- [What to work on] Exactly as written, retype the listing below, omitting the pictures.

- [Recorded data]
......
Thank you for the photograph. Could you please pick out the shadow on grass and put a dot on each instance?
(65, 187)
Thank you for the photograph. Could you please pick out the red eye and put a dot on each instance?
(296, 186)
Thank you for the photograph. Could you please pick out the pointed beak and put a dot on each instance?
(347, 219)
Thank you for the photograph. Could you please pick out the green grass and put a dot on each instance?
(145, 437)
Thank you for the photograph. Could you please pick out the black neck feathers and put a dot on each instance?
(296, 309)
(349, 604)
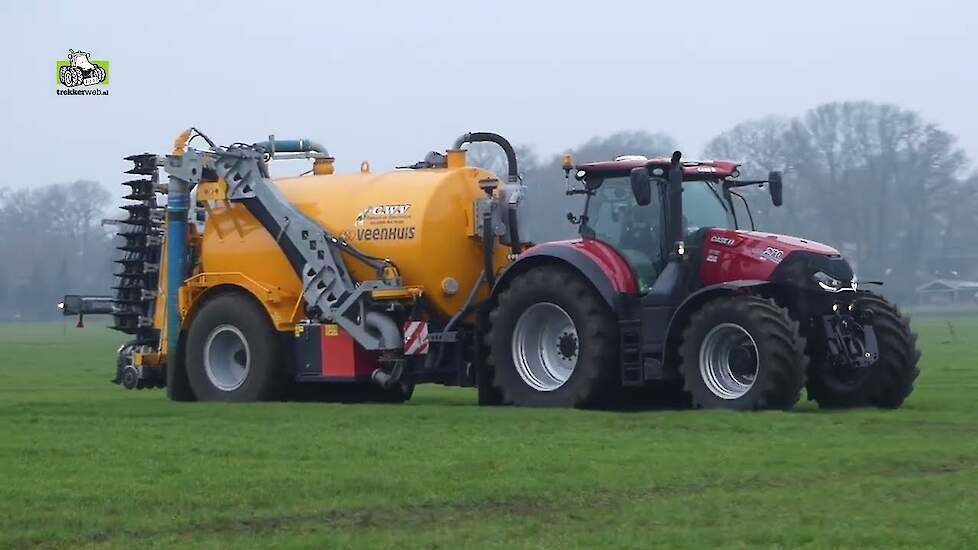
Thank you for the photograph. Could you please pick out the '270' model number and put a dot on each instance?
(773, 254)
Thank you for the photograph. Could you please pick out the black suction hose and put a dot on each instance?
(487, 242)
(513, 172)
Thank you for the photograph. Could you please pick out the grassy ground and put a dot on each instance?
(85, 463)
......
- [Result of this task]
Thank you for the photograph. Could you please pick out the shadow on grass and put a dot on each instance?
(65, 187)
Thank you for the photograph. Could you please pick out the red eye and put a dot on each instance?
(296, 186)
Thank you for the photograph. Could you please pick out the pointed beak and put a dot on each instance?
(347, 219)
Thank you for the photograph. Could you please pick out the green grass and put a dot on each instance?
(145, 437)
Thank you for the photograph. Could you please pick out the black neck feathers and put a dot on each instance?
(296, 309)
(349, 604)
Thank you for the photograph. Could you please pick out the '270' model number and put a dot on each instance?
(773, 254)
Thank you for the photograph. Could you please pick out the black suction hose and put a dot on each instance?
(487, 242)
(513, 172)
Thank you for the photograph. Could you please pick out the grassy ground and put a dot on each instance?
(85, 463)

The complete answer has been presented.